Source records

++++

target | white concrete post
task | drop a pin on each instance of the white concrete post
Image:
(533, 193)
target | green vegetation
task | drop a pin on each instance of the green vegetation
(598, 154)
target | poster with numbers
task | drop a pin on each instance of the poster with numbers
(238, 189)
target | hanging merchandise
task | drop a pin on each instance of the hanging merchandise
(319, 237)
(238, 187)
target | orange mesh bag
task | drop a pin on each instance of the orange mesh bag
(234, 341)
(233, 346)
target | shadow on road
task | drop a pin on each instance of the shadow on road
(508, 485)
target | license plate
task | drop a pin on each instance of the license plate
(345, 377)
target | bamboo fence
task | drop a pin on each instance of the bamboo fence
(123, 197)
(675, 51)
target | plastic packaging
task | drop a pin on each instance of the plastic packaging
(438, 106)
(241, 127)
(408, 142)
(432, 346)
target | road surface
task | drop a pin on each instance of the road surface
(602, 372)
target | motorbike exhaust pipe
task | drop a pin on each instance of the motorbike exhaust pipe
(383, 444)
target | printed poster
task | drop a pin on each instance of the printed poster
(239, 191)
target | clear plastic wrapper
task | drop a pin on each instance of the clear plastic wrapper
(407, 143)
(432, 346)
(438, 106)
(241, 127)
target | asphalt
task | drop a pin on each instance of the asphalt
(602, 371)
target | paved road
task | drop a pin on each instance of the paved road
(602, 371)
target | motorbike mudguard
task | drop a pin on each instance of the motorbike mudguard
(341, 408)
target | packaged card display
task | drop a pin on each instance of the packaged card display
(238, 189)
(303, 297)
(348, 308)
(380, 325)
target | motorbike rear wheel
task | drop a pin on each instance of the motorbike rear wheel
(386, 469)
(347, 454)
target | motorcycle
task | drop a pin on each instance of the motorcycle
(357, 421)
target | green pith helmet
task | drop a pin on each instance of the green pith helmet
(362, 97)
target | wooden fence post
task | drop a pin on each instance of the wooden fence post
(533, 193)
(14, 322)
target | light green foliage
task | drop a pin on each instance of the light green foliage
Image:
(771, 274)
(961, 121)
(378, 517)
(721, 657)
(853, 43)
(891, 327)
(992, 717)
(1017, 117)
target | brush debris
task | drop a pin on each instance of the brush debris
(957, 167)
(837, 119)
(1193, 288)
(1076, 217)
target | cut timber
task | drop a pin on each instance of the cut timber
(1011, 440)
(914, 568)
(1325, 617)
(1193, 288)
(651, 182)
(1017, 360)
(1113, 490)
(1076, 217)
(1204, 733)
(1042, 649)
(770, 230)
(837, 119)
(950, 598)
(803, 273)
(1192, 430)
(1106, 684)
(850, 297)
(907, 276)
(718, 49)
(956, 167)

++++

■ What is expected ■
Exactly reproduce the lines from the one containing "target | asphalt" through the end of the records, and only those lines.

■ Written response ■
target | asphalt
task | drop a pin on each instance of the asphalt
(602, 371)
target | paved road
task | drop a pin on each instance of the paved road
(602, 371)
target | motorbike mudguard
task | drop a pin on each instance of the motorbike mudguard
(341, 408)
target | packaged card display
task | drop a pin on each instance of the packaged card display
(238, 189)
(303, 297)
(348, 308)
(380, 325)
target | motorbike rear wheel
task | drop a pin on each instance of the motorbike rear wheel
(386, 469)
(347, 454)
target | motorcycle
task | drop a pin on each instance of the motorcycle
(357, 421)
target | green pith helmet
task | drop a pin on each instance of the green pith helmet
(362, 97)
target | wooden fence post
task | drop a pin on each instance of the wooden fence post
(533, 193)
(14, 322)
target | light green foliage
task | drop a pin on each instance of the light green foliage
Image:
(771, 274)
(961, 121)
(378, 517)
(721, 657)
(853, 43)
(891, 327)
(992, 717)
(1017, 117)
target | brush debris
task | drop a pin on each instance of the brush debris
(957, 167)
(837, 119)
(1193, 288)
(1076, 217)
target | cut timber
task | drop a pin on each instance of the cut timber
(1011, 440)
(914, 568)
(1325, 617)
(1193, 288)
(651, 182)
(1017, 360)
(1113, 490)
(1076, 217)
(1204, 733)
(1042, 649)
(770, 230)
(837, 119)
(950, 598)
(803, 273)
(1192, 430)
(1106, 684)
(850, 297)
(907, 276)
(718, 49)
(956, 167)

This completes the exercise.